WHAT YOU HAVE TO DO → Only the lines starting at the one that contains "of the smiling" and running to the end should be repeated, exactly as written.

ENTRIES PROVIDED →
##########
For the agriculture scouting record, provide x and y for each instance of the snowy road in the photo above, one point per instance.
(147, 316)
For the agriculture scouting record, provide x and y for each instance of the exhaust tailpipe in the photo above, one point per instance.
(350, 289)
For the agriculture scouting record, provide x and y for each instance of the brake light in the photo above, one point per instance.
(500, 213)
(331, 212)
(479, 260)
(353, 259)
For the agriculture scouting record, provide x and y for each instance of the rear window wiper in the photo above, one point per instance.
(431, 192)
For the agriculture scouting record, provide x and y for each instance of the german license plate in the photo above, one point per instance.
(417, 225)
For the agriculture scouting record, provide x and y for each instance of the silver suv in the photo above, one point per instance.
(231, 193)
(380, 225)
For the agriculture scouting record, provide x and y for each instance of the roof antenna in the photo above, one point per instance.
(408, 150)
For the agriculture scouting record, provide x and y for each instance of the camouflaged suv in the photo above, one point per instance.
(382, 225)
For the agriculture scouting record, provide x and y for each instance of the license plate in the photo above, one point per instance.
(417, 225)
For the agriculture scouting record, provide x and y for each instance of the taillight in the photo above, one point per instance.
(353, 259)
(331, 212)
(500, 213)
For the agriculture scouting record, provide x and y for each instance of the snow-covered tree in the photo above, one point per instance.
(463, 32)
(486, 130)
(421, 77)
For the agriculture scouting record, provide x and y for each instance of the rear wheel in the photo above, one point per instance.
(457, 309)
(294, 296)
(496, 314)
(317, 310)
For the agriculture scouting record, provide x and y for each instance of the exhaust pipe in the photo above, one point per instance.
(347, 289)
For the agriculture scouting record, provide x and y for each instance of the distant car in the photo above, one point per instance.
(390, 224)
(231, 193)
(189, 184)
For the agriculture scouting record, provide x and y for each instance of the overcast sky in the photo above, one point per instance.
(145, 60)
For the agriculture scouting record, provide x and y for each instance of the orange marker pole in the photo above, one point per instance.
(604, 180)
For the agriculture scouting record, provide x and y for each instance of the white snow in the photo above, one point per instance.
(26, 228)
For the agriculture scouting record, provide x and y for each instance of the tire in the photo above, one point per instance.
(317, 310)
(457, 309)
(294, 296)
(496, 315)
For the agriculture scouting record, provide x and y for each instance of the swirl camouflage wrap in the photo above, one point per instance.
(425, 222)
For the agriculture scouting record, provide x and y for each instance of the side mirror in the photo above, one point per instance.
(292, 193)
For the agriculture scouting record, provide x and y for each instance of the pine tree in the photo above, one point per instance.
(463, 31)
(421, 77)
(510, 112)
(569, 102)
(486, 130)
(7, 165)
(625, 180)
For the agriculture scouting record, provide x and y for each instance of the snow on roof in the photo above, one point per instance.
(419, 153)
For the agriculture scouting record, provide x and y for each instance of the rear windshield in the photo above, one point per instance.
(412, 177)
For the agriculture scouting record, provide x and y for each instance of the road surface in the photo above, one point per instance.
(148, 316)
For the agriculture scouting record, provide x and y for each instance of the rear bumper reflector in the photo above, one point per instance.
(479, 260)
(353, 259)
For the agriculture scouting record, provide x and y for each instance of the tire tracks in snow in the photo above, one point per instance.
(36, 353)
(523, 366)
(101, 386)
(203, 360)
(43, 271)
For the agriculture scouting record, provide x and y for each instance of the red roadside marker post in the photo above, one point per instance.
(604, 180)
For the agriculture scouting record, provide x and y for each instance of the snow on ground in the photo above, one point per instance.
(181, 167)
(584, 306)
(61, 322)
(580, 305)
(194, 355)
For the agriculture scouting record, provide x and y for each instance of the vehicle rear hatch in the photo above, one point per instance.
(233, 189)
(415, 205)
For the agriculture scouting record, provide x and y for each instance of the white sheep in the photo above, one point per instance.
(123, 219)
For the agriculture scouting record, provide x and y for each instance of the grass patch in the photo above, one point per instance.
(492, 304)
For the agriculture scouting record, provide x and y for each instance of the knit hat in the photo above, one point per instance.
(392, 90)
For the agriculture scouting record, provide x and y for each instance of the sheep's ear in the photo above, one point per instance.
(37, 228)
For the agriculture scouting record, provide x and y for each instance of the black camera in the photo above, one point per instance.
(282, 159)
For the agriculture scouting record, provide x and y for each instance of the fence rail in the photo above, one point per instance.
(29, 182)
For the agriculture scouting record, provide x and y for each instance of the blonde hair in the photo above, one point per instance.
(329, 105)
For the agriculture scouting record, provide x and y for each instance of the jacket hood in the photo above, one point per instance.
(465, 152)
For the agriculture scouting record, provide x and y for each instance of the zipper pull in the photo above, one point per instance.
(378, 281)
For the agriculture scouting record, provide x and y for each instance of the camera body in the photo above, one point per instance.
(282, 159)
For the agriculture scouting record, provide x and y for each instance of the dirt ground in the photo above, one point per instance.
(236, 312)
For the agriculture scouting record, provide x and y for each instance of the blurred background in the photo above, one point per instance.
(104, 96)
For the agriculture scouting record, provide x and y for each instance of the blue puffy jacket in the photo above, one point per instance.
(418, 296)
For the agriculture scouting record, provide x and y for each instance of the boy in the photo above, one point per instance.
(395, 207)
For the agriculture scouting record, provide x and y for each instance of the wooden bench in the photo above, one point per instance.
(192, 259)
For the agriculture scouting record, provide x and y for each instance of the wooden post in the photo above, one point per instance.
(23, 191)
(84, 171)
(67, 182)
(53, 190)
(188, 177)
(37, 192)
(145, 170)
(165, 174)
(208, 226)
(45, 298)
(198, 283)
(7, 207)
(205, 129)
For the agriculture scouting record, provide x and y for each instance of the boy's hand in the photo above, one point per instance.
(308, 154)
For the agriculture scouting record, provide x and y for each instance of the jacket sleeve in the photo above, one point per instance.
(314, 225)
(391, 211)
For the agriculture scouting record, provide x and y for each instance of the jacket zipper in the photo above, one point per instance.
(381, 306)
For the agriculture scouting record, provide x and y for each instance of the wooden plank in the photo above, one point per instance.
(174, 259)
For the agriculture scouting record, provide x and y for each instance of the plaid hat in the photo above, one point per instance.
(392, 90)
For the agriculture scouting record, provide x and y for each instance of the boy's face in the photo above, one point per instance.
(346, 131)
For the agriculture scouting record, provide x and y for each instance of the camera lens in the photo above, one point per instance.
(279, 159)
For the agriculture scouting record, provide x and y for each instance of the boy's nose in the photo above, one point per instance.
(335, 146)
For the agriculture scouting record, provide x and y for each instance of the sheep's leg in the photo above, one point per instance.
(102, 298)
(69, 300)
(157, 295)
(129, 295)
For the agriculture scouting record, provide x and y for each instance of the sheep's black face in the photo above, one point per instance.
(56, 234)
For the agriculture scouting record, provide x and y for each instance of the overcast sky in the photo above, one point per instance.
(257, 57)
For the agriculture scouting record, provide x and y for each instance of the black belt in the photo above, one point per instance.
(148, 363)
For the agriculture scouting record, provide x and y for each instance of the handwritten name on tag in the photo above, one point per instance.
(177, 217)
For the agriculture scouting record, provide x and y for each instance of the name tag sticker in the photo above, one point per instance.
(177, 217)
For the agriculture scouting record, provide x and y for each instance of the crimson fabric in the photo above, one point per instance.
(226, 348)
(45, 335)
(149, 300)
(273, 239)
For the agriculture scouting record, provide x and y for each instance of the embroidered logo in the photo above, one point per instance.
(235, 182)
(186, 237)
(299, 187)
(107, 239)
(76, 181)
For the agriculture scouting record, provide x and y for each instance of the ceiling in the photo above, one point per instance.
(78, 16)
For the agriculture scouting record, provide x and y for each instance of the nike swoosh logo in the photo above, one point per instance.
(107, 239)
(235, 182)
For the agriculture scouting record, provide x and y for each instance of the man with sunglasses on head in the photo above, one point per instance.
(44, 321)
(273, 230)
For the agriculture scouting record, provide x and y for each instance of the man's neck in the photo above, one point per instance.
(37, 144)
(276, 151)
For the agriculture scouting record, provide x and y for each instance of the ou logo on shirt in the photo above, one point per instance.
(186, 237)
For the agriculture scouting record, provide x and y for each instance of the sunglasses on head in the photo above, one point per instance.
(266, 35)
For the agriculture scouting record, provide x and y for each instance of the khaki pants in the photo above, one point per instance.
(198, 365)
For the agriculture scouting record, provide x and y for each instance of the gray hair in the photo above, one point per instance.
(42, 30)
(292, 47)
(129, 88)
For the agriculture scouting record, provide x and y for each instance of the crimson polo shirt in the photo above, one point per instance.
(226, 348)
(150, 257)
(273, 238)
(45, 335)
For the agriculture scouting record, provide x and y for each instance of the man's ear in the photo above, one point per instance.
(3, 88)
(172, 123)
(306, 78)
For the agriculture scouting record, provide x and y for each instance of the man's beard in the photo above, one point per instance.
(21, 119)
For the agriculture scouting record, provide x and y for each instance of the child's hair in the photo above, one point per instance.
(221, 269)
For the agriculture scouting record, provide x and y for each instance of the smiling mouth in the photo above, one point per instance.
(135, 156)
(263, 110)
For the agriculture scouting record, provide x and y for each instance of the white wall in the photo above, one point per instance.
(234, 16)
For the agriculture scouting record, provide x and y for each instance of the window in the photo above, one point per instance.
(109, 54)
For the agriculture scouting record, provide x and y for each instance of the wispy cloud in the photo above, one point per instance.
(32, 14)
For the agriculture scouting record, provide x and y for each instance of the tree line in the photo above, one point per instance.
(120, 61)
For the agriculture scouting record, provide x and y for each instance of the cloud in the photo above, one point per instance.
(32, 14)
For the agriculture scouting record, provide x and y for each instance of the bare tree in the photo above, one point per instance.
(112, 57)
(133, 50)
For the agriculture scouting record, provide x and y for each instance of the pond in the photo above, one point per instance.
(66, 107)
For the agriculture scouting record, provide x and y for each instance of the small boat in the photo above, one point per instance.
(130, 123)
##########
SOLVED PROBLEM →
For the agriculture scouting record, provide x and y for each instance of the smiling mouth in the photo above, one point per instance.
(135, 156)
(263, 110)
For the agriculture scouting record, provide x and y for each instance of the white wall in the photo above, one point per instance.
(234, 16)
For the agriculture scouting record, provide x and y for each instance of the window in the photo above, one point per instance.
(109, 54)
For the agriculture scouting record, provide x and y for each instance of the wispy cloud in the photo above, one point per instance.
(32, 14)
For the agriculture scouting record, provide x and y for each instance of the tree line in the photo above, one point per instance.
(120, 61)
For the agriculture scouting record, provide x and y for each instance of the cloud in the photo above, one point per instance.
(32, 14)
For the agriculture scouting record, provide x and y for each instance of the bare tree in the photo above, one point per instance.
(112, 57)
(133, 50)
For the agriculture scouting record, provide x and y for each instance of the pond in the photo above, one point per instance.
(66, 107)
For the agriculture scouting record, provide x and y for each instance of the small boat in the photo above, one point per instance.
(130, 123)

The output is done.